(Collected data entries)

*** Block opens ***

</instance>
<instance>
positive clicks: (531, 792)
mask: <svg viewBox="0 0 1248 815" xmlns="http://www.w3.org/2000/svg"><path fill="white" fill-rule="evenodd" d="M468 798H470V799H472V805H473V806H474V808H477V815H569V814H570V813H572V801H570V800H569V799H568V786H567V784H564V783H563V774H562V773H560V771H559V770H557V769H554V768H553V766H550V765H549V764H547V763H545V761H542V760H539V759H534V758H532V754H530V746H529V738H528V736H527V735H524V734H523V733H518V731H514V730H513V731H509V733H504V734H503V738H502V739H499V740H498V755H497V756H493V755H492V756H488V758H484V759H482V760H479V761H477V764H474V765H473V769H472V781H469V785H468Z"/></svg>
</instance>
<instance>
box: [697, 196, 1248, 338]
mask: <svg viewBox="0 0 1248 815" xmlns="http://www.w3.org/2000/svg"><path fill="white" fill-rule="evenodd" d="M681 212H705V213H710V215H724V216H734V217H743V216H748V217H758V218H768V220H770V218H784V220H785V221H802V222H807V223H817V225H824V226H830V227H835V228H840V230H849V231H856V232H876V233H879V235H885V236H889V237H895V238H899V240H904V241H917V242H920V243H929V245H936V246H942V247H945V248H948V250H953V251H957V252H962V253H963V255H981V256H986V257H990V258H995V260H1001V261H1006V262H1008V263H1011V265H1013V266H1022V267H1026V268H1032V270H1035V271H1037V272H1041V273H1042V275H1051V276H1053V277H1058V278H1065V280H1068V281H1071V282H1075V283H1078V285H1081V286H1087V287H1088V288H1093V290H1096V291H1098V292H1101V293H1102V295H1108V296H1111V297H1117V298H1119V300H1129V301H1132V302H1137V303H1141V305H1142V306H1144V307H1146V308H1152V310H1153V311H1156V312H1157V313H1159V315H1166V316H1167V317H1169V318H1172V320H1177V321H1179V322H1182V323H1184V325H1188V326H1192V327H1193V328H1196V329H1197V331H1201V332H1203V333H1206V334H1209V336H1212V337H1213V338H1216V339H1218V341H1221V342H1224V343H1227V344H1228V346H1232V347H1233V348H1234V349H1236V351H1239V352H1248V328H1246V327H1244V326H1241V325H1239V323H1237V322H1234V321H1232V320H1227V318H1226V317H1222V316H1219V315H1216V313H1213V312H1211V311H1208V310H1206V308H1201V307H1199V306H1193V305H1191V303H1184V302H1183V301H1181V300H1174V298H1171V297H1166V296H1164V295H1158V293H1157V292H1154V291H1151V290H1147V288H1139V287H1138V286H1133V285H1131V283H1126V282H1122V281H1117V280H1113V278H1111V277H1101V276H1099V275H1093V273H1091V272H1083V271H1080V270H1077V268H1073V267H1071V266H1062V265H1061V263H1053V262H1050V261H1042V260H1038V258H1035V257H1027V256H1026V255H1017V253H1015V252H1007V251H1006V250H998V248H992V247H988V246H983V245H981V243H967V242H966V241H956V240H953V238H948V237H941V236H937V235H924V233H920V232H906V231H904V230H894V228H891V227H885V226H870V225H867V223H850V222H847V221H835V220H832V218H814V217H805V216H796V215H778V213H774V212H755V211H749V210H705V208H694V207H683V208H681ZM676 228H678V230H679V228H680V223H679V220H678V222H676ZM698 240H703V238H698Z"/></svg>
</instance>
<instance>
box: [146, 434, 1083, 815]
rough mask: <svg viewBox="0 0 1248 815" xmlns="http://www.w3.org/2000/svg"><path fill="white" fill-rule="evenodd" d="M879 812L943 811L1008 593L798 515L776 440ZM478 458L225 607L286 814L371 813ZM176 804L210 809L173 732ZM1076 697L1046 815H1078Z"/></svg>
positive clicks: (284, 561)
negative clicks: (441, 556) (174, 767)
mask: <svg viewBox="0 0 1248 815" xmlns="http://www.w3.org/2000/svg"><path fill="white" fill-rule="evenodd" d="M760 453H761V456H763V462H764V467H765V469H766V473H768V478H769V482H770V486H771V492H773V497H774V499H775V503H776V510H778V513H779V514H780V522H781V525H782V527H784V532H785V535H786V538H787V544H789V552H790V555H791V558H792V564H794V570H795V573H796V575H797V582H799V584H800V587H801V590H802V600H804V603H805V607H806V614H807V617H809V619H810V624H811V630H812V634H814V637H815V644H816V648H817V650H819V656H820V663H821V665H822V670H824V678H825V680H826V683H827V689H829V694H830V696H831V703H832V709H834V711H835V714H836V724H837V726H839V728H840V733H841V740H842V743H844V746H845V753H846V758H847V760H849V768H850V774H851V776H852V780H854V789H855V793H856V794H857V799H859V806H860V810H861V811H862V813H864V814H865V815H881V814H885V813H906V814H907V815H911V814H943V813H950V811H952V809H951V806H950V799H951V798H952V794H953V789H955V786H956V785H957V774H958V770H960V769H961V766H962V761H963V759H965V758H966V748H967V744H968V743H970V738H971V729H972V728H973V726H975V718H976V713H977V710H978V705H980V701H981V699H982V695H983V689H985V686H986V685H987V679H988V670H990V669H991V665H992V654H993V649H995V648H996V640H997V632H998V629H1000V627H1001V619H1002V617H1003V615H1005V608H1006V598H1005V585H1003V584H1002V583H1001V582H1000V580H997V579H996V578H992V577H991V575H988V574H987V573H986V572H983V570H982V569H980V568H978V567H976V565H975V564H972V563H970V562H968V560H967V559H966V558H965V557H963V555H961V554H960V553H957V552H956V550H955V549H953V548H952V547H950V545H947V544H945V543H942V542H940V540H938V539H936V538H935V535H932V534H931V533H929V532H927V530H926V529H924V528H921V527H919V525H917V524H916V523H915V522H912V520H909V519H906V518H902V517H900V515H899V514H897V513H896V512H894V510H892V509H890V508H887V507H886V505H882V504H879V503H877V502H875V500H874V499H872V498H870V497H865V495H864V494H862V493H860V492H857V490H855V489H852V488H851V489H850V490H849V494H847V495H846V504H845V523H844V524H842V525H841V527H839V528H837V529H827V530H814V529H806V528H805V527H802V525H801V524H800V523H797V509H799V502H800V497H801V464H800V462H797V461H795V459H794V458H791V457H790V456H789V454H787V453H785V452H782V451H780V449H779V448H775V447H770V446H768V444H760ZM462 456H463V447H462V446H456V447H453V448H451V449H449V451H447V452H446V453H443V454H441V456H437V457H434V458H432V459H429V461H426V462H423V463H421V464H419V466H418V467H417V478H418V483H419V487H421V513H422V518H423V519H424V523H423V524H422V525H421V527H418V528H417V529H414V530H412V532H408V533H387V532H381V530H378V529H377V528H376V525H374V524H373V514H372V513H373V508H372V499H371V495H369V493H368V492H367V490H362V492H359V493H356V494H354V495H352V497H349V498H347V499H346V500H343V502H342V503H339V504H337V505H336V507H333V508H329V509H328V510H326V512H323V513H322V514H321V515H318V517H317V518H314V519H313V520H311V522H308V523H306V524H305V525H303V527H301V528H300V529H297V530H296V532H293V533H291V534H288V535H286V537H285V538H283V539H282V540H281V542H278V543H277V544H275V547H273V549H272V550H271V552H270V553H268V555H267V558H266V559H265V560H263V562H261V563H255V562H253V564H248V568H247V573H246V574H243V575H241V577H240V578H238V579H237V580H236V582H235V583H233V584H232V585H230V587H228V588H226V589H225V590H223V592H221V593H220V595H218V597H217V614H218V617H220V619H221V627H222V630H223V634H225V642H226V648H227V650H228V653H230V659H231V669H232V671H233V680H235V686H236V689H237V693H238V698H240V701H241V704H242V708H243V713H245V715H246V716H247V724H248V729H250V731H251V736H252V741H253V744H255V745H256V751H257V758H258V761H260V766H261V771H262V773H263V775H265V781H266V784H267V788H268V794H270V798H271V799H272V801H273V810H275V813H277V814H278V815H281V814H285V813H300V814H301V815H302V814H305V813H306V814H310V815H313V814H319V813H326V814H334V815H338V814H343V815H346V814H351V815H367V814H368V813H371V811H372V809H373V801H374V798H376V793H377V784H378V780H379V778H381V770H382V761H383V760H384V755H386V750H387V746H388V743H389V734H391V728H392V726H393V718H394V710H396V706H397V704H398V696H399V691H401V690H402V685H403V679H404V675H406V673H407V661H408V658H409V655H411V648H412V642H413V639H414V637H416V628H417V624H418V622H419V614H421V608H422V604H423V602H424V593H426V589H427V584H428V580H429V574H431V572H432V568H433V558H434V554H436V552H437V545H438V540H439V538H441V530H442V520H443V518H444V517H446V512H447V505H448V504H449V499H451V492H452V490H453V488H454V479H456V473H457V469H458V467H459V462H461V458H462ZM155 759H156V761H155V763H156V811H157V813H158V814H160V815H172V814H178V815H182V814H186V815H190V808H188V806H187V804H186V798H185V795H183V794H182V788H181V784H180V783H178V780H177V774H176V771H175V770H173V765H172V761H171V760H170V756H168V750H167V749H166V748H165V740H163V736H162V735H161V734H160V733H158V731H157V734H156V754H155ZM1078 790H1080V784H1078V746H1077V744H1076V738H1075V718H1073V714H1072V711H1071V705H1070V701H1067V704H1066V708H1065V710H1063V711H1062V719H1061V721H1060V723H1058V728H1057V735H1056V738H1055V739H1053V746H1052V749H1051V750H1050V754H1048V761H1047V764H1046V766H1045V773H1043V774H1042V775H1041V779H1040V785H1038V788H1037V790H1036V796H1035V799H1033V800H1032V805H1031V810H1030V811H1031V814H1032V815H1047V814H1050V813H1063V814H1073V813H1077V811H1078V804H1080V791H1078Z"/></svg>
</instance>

*** Block closes ***

Write out the rows as a numbered list, from the start through the line containing "box: [697, 196, 1248, 338]", leaving out any blank lines.

1. </instance>
2. <instance>
3. positive clicks: (531, 792)
4. mask: <svg viewBox="0 0 1248 815" xmlns="http://www.w3.org/2000/svg"><path fill="white" fill-rule="evenodd" d="M468 798H470V799H472V805H473V806H474V808H477V815H569V814H570V813H572V801H570V800H569V799H568V786H567V784H564V783H563V774H562V773H560V771H559V770H557V769H554V768H553V766H550V765H549V764H547V763H545V761H542V760H539V759H534V758H532V754H530V746H529V738H528V736H527V735H524V734H523V733H518V731H514V730H513V731H509V733H504V734H503V738H502V739H499V740H498V755H497V756H493V755H492V756H488V758H484V759H482V760H479V761H477V764H474V765H473V769H472V781H469V785H468Z"/></svg>
5. </instance>
6. <instance>
7. box: [697, 196, 1248, 338]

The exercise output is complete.